**Brano citato:**
+--

Intervento di Paolo Gentiloni Ministro degli Esteri - ITALIA


Paolo Gentiloni


Minister of Foreign Affairs, Italy

 

 

  Vorrei ringraziare la Comunità di Sant’Egidio per questa bella iniziativa ed in generale per il suo impegno davvero instancabile a favore del dialogo della tolleranza e della dignità.

L’incontro di oggi ha come obiettivo iniziale, anche da parte mia, anzitutto di ascoltare le voci dei cristiani d’Oriente; ascoltare direttamente dalla vostra testimonianza quella che è una delle crisi più allarmanti che stiamo vivendo oggi nella nostra regione.

Papa Francesco ci ha ricordato che la sopravvivenza dei cristiani in Medio Oriente non è solo una questione di libertà religiosa, ma è una questione esistenziale; perché la questione delle minoranze dei cristiani in Medio Oriente è davvero drammatica. Gruppi terroristi vorrebbero annientarle, espellerle da terre e società di cui sono parte imprescindibile.

+--

**Compito 1:**
Rispondi in base al brano citato:
(a) Quale comunità ringrazia Gentiloni?
(b) Di chi si vogliono ascoltare le voci nell'incontro di oggi?
(c) Chi ha ricordato che la sopravvivenza dei cristiani in Medio Oriente è una questione esistenziale?
**Compito 2:**
Come si traduce in inglese questa frase del brano citato: «Papa Francesco ci ha ricordato che la sopravvivenza dei cristiani in Medio Oriente non è solo una questione di libertà religiosa, ma è una questione esistenziale; perché la questione delle minoranze dei cristiani in Medio Oriente è davvero drammatica.»?
Le voci elencate qui sotto non sono necessarie.

**Voci elencate:**
+--

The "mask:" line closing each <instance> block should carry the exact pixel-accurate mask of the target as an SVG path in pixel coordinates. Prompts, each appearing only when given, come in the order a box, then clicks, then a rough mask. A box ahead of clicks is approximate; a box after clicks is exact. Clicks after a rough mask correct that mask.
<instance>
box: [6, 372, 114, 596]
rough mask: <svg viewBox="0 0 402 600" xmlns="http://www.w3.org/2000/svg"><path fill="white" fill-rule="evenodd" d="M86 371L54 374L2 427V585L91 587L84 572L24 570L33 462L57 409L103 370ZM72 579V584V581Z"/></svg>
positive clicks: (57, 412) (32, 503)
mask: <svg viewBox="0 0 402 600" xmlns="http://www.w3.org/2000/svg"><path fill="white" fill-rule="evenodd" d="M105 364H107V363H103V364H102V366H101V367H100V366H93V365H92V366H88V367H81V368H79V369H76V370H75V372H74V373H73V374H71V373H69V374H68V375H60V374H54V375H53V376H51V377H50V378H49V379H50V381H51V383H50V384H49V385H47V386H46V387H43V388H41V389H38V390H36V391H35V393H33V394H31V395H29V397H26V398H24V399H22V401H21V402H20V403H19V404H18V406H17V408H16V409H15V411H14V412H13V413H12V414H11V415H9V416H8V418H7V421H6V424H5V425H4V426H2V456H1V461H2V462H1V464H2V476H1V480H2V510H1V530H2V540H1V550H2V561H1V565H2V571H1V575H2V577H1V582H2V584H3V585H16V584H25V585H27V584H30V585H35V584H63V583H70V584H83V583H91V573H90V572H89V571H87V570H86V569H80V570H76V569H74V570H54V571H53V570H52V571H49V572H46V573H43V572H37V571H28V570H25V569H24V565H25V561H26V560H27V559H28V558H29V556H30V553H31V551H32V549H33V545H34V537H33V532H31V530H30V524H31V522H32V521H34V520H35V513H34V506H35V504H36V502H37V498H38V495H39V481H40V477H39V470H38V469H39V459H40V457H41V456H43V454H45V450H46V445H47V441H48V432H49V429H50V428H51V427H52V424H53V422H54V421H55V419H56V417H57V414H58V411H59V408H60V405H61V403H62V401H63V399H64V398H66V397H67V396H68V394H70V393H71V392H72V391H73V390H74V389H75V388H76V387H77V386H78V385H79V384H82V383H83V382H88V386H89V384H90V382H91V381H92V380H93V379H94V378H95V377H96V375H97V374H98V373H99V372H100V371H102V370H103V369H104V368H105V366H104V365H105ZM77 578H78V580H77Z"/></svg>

+--

**La tua soluzione 1:**
(a) La Comunità di Sant'Egidio.
(b) Dei cristiani d'Oriente.
(c) Papa Francesco.

**La tua soluzione 2:**
Pope Francis reminded us that the survival of Christians in the Middle East is not only a matter of religious freedom, but an existential matter; because the issue of the Christian minorities in the Middle East is truly dramatic.